### Directions
Please transcribe exactly the lines from the one containing "truck, one per instance" through the end of the records below, both included, and nothing else.

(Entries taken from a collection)
☆ ☆ ☆ ☆ ☆

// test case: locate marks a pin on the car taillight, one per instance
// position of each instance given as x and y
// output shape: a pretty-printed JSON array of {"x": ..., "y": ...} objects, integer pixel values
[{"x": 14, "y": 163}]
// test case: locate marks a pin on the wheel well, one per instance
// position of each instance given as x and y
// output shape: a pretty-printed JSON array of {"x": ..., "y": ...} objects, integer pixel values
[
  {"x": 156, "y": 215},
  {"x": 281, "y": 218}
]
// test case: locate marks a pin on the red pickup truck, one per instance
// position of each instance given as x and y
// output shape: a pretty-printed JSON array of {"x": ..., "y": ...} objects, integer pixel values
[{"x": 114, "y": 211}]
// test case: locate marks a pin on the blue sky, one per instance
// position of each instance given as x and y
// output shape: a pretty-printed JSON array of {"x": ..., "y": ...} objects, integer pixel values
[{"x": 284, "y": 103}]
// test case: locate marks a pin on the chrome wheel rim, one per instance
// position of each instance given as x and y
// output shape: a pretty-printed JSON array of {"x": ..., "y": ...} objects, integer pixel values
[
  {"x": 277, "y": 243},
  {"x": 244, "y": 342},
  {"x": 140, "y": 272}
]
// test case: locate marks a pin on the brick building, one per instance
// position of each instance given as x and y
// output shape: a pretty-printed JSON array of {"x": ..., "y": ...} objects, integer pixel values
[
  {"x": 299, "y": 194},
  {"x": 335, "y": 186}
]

☆ ☆ ☆ ☆ ☆

### Result
// test case: locate marks a pin on the red pickup truck, one per instance
// position of each instance given as x and y
// output shape: a pretty-printed JSON array of {"x": ..., "y": ...} objects, integer pixel values
[{"x": 114, "y": 211}]
// test case: locate marks a pin on the blue sky, one per instance
// position of each instance given as x and y
// output shape: a pretty-printed JSON array of {"x": ..., "y": ...} objects, integer pixel values
[{"x": 284, "y": 103}]
// test case: locate marks a pin on the chrome wheel rim, one per instance
// position of each instance given as x and y
// output shape: a pretty-printed JSON array of {"x": ..., "y": ...} objects, integer pixel values
[
  {"x": 277, "y": 243},
  {"x": 244, "y": 342},
  {"x": 140, "y": 272}
]
// test case: locate marks a pin on the brick building, one per instance
// position of each instance given as x and y
// output shape: a pretty-printed JSON array of {"x": ..., "y": ...} objects, integer pixel values
[
  {"x": 299, "y": 194},
  {"x": 335, "y": 186}
]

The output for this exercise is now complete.